BRIEF 1 >> Translate into Spanish this sentence from the dependency parsing abstract below: "In this work, we aim to combine graph-based and headed-span-based methods, incorporating both arc scores and headed span scores into our model."
BRIEF 2 >> Please turn the paragraph of the dependency parsing abstract below that begins "Graph-based methods, which decompose" into a bulleted list that keeps its main facts.

PASSAGE GIVEN >>
Combining (second-order) graph-based and headed-span-based projective dependency parsing

Graph-based methods, which decompose the score of a dependency tree into scores of dependency arcs, are popular in dependency parsing for decades. Recently, \citet{Yang2022Span} propose a headed-span-based method that decomposes the score of a dependency tree into scores of headed spans. They show improvement over first-order graph-based methods. However, their method does not score dependency arcs at all, and dependency arcs are implicitly induced by their cubic-time algorithm, which is possibly sub-optimal since modeling dependency arcs is intuitively useful. In this work, we aim to combine graph-based and headed-span-based methods, incorporating both arc scores and headed span scores into our model. First, we show a direct way to combine with $O(n^4)$ parsing complexity. To decrease complexity, inspired by the classical head-splitting trick, we show two $O(n^3)$ dynamic programming algorithms to combine first- and second-order graph-based and headed-span-based methods. Our experiments on PTB, CTB, and UD show that combining first-order graph-based and headed-span-based methods is effective. We also confirm the effectiveness of second-order graph-based parsing in the deep learning age, however, we observe marginal or no improvement when combining second-order graph-based and headed-span-based methods. Our code is publicly available at \url{https://github.com/sustcsonglin/span-based-dependency-parsing}.

DATASET RECORDS >>
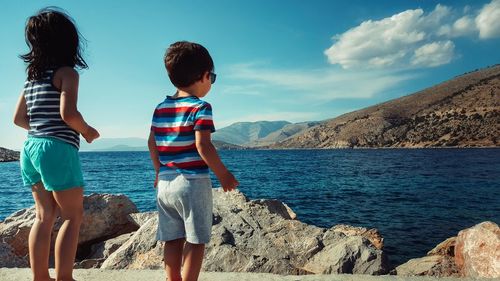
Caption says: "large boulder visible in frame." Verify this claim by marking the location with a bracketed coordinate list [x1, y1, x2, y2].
[455, 221, 500, 278]
[101, 189, 388, 274]
[396, 222, 500, 278]
[0, 194, 138, 267]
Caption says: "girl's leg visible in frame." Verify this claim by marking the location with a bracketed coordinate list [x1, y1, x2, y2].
[163, 238, 185, 281]
[54, 187, 83, 281]
[182, 242, 205, 281]
[28, 182, 57, 281]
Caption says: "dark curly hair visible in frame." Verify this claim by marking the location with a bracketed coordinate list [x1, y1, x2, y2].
[19, 7, 88, 80]
[164, 41, 214, 88]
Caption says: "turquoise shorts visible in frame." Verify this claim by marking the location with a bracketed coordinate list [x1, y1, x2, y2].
[20, 137, 84, 191]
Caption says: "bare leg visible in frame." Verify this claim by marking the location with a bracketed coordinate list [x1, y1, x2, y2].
[163, 238, 185, 281]
[54, 187, 83, 281]
[182, 242, 205, 281]
[28, 182, 57, 281]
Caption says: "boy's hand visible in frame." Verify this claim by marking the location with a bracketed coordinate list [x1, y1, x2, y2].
[154, 172, 158, 188]
[82, 126, 100, 143]
[219, 171, 240, 192]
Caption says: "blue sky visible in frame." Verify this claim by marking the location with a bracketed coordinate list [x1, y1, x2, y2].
[0, 0, 500, 149]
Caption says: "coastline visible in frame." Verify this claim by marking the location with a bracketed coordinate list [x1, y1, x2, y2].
[0, 268, 492, 281]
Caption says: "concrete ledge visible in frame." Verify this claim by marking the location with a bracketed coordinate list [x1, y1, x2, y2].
[0, 268, 492, 281]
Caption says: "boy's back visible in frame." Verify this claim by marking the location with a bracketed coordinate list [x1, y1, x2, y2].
[148, 41, 238, 281]
[151, 96, 215, 178]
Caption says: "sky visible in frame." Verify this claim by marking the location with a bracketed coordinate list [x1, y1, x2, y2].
[0, 0, 500, 149]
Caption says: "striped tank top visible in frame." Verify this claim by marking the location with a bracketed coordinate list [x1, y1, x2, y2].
[24, 70, 80, 149]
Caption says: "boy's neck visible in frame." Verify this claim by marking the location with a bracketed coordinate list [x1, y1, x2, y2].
[174, 89, 198, 98]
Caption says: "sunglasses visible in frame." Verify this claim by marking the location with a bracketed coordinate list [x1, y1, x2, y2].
[210, 72, 217, 84]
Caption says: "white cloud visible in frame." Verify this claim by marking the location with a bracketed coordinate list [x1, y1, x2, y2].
[476, 0, 500, 39]
[411, 40, 455, 67]
[222, 64, 415, 102]
[324, 0, 500, 69]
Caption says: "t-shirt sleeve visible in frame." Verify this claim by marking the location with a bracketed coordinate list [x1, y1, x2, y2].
[193, 102, 215, 133]
[150, 107, 158, 131]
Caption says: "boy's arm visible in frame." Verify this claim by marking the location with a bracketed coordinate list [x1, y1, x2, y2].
[14, 91, 30, 130]
[54, 67, 99, 143]
[148, 130, 161, 187]
[195, 130, 239, 191]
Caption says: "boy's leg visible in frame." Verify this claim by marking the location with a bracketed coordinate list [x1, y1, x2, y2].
[163, 238, 186, 281]
[28, 182, 57, 281]
[182, 242, 205, 281]
[54, 187, 83, 281]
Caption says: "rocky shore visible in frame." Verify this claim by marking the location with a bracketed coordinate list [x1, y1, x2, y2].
[0, 147, 19, 162]
[0, 189, 500, 281]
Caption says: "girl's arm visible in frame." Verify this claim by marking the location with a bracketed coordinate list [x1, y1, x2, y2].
[53, 67, 99, 143]
[148, 130, 161, 187]
[14, 91, 30, 130]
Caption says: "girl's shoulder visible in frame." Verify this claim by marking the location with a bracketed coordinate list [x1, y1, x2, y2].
[52, 66, 80, 89]
[54, 66, 80, 78]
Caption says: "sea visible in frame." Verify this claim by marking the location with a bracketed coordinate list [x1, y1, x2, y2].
[0, 148, 500, 266]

TASK OUTPUT 1 >> En este trabajo, nuestro objetivo es combinar los métodos basados en grafos y los basados en spans con núcleo, incorporando en nuestro modelo tanto las puntuaciones de arcos como las puntuaciones de spans con núcleo.

TASK OUTPUT 2 >>
- Graph-based methods score a dependency tree by its dependency arcs and have been popular in dependency parsing for decades.
- A recent headed-span-based method scores a tree by its headed spans and improves on first-order graph-based methods.
- That method does not score arcs at all. Its cubic-time algorithm induces them only implicitly, which may be sub-optimal.
- This work combines graph-based and headed-span-based methods, using both arc scores and headed span scores.
- A direct combination has O(n^4) parsing complexity.
- Two O(n^3) dynamic programming algorithms, inspired by the head-splitting trick, combine first- and second-order graph-based methods with headed-span-based ones.
- Experiments on PTB, CTB, and UD show that combining first-order graph-based and headed-span-based methods is effective.
- Second-order graph-based parsing is confirmed effective. Combining it with headed-span-based methods gives marginal or no improvement.
- The code is available at https://github.com/sustcsonglin/span-based-dependency-parsing.